▶ **Selected excerpt**
*** Begin section ***
Live at the Sub-ICs
The health of developed market (DM) economies is in doubt with bank profitability stresses highlighting the impact of tight financial conditions on the real economy. This is prompting some to question whether enough downside risk is priced in DM equity markets. While Emerging Markets (EM) are not immune to this external backdrop, they are much more advanced in their monetary tightening path and
their economies are benefitting from strong domestic growth drivers.
EM stock markets also trade pro-cyclically meaning they have already seen their price multiples derated and their earnings expectations revised to prudent levels, reflecting global concerns.
This dichotomy, with EM and DM currently appearing in ‘different chapters’ of the cycle, is challenging Ashmore’s equity investors to consider whether now is the time to be adding exposure to an industry that is inherently cyclical?
*** End section ***
▶ **Work to be completed**
Reproduce the passage on emerging and developed market equities above, word for word, between "Live at the" and "reflecting global concerns.", inclusive.

▶ **Extracted information**
*** Begin section ***
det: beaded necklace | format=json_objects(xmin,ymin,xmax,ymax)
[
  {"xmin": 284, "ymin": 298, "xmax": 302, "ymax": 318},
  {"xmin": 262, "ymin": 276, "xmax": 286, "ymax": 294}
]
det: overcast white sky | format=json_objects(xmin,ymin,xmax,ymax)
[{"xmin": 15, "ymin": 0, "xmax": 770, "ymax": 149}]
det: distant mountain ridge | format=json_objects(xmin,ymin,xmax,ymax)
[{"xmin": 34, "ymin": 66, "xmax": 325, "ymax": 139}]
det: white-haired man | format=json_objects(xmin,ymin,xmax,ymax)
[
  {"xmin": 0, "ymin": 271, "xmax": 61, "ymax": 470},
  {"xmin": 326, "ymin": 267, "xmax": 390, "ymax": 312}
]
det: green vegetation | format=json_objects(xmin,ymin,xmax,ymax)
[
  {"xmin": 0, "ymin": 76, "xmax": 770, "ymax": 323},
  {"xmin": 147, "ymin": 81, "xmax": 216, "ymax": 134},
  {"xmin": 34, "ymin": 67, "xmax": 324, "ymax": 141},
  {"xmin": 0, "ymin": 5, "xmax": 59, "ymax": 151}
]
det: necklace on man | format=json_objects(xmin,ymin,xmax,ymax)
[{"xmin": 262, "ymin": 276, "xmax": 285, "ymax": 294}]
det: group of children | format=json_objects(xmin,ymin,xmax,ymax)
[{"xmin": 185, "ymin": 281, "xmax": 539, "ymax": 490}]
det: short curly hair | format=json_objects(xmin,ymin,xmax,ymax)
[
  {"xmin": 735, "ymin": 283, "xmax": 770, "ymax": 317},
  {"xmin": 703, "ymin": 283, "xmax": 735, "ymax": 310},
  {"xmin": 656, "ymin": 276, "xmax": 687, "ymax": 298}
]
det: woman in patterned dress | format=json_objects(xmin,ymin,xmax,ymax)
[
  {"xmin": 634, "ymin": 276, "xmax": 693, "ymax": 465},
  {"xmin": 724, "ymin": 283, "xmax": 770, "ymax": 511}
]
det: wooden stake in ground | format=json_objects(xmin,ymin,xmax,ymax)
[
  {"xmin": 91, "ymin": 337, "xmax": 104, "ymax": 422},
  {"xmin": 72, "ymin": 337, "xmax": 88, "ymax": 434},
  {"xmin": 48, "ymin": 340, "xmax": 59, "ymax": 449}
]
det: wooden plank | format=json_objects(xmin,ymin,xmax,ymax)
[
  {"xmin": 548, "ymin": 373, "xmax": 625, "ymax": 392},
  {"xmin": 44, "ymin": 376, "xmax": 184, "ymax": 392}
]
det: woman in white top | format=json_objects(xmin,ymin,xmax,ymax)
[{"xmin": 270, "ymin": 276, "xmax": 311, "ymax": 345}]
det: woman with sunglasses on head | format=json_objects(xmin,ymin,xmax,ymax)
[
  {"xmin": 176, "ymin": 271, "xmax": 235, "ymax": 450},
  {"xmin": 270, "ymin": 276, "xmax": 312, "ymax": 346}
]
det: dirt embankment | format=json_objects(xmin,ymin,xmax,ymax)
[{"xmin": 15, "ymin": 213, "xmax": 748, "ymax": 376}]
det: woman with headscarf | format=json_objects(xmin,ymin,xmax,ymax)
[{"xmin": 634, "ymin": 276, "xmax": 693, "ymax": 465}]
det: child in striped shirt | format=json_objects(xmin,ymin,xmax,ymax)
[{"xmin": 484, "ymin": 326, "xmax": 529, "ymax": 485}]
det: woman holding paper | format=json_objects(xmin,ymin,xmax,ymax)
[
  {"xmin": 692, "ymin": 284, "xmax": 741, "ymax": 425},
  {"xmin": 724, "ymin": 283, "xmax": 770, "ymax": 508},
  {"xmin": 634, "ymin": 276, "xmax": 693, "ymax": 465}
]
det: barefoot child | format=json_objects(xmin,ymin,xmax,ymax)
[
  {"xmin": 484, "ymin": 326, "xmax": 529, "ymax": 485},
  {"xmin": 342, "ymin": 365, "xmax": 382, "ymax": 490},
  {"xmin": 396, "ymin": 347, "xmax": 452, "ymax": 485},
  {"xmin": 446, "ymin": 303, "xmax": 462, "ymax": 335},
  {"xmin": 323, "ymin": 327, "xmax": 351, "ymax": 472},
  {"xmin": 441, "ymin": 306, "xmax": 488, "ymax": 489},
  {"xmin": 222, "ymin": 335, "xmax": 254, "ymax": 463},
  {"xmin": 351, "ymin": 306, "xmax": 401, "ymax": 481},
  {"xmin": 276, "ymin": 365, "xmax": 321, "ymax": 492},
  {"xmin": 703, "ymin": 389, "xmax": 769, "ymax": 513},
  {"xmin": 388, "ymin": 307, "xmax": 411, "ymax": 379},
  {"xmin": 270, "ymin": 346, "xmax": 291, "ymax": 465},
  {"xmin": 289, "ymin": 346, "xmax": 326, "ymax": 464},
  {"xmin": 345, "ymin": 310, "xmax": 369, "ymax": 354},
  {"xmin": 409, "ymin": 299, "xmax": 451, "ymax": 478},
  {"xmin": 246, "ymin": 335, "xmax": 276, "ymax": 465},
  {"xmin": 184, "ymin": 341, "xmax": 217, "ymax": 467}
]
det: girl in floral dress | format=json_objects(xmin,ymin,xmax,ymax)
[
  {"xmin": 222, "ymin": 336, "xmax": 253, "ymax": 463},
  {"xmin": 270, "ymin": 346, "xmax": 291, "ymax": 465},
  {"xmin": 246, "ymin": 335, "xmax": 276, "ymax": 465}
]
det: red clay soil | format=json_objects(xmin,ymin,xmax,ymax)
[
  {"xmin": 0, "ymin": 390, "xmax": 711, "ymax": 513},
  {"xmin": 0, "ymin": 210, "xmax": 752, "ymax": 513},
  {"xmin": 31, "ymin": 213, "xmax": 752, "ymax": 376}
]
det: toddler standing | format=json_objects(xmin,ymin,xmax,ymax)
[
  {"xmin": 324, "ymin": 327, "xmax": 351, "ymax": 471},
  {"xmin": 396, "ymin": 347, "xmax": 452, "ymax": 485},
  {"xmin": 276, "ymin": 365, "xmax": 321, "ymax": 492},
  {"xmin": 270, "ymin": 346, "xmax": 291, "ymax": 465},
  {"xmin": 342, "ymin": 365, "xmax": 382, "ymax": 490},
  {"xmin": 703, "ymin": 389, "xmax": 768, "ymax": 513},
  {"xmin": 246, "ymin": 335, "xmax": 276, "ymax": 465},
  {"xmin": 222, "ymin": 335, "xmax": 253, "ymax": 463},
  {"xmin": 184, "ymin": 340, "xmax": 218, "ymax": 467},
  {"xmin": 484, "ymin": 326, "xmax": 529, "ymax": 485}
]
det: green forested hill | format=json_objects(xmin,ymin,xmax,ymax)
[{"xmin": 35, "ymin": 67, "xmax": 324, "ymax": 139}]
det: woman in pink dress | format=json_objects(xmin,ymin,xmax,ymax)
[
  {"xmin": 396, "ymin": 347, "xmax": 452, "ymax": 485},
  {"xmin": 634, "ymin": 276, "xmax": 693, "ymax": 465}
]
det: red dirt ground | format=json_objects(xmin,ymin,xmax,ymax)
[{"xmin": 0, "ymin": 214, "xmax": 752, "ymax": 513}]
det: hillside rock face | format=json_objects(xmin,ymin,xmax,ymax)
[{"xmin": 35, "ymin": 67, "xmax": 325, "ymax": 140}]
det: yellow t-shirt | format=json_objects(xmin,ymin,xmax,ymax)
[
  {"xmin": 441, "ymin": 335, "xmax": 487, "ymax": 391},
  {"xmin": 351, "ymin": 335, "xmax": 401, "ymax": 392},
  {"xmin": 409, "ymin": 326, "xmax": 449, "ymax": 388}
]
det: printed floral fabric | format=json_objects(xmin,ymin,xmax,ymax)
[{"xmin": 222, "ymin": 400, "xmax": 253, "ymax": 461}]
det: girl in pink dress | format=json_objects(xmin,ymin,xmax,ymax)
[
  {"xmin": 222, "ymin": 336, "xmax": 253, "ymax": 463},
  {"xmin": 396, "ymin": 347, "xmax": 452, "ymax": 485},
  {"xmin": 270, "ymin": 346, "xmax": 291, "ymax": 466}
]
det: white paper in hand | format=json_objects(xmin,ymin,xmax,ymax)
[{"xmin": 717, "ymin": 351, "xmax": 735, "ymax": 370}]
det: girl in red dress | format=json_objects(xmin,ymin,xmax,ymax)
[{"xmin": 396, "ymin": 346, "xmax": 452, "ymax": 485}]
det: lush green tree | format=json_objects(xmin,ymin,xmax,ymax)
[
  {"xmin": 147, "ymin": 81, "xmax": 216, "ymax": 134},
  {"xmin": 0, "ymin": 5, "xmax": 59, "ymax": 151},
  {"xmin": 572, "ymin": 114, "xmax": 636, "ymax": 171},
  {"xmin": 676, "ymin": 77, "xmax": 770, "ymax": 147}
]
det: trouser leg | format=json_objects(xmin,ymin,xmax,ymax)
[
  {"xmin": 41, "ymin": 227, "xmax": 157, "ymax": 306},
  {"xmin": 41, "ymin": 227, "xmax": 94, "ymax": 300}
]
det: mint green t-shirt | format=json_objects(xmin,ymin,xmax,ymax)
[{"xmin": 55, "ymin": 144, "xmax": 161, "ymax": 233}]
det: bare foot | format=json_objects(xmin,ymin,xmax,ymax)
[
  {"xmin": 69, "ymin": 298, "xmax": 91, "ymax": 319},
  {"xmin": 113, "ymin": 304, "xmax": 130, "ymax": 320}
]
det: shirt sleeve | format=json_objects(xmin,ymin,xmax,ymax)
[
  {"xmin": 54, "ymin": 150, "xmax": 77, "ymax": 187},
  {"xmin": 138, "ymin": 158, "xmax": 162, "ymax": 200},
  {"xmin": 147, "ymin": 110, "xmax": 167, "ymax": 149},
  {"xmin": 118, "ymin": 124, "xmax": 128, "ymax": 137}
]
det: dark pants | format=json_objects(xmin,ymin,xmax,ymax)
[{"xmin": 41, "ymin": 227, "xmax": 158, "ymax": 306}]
*** End section ***
▶ **Exercise response**
Live at the Sub-ICs
The health of developed market (DM) economies is in doubt with bank profitability stresses highlighting the impact of tight financial conditions on the real economy. This is prompting some to question whether enough downside risk is priced in DM equity markets. While Emerging Markets (EM) are not immune to this external backdrop, they are much more advanced in their monetary tightening path and
their economies are benefitting from strong domestic growth drivers.
EM stock markets also trade pro-cyclically meaning they have already seen their price multiples derated and their earnings expectations revised to prudent levels, reflecting global concerns.